**Problem to solve**: Pull out the passage from the article on customer engagement that starts with "Most importantly, says" and goes on through "engaging your customers!", copying it word for word.

The Engagement Factor
The Engagement Factor: Four Ways to Use Your
Customers to Boost Innovation (and Profits!) at Your Company
If your company is suffering from yet another failed product or if you’re simply looking
for a way to boost your company’s sales, Dan Adams has some advice for you:
Ask your customers what they really want and watch your profits soar.
Cuyahoga Falls, OH—The best technology. The best employees. The biggest budget. The strongest R&D department. Check, check, check, and check! If you think these are all the elements you need in order to build a consistently successful company, you’re wrong. Dan Adams says there is one other factor you’ll need to check off that list—an innovation strategy that works.
“The best way to ensure your company will be a success is to deliver more than your share of customer value,” says Adams, author of New Product Blueprinting: The Handbook for B2B Organic Growth (AIM Press, 2008, ISBN: 978-0-9801123-4-4, $35.00, http://theaiminstitute.com/services/new-product-blueprinting/). “Specifically, you need to develop differentiated products that provide benefits your customers crave. Products they can’t get anywhere else at a comparable cost. But you shouldn’t be guessing what they want. You should base your product innovation on what they say they want.”
Adams notes that back in 2007, Booz Allen Hamilton released an important study on innovation called “The Customer Connection: The Global Innovation 1000.” The company studied 84 percent of the planet’s corporate R&D spending and identified several distinct innovation strategies.
Most importantly, says Adams, the study highlighted one essential element of successful innovation that too many companies forget. Your employees aren’t the only people you should be engaging to create truly unique and profitable products. You should actually be focusing your efforts on engaging your customers!
The Booz Allen Hamilton study found that when it comes to innovation, customer engagement has a huge payoff. It noted, “Companies that directly engaged their customers had superior results regardless of innovation strategy.”
“And not just a little bit superior, a lot superior,” says Adams. “Those companies that used direct customer engagement while innovating versus indirect customer insight enjoyed great financial gains.”
In fact, the study found that the companies that based their innovation strategies on customer feedback experienced gains in the following key areas:
1) Profit Growth: Operating income growth rate that was three times higher.
2) Shareholder Return: Total shareholder return that was 65 percent higher.
3) Return on Assets: Return on assets that was two times higher.
“What should you do with this information?” asks Adams. “For starters, if you’re in a conversation about your company’s innovation and nobody’s talking about the customer, realize something might be very wrong. To put it in terms of the study, your company might be practicing ‘indirect customer insight’ instead of ‘direct customer engagement.’ This is a kind way of saying, ‘We’ve lost track of who our innovation is supposed to help.’”
If you think your company needs some innovation help, read on for a few words of advice from Adams.
Take it to the next level. For more than five years, Adams has been helping B2B suppliers engage their customers in the innovation process. In that time, he has almost seen it all! And he’s used what he’s seen to distinguish six levels of customer engagement during product development. What’s your level?

**Information supplied**:

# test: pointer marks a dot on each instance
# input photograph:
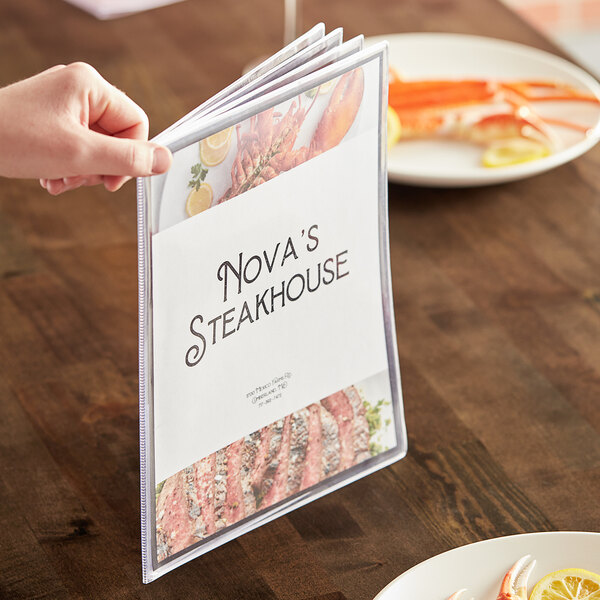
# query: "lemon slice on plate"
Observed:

**Exercise result**:
Most importantly, says Adams, the study highlighted one essential element of successful innovation that too many companies forget. Your employees aren’t the only people you should be engaging to create truly unique and profitable products. You should actually be focusing your efforts on engaging your customers!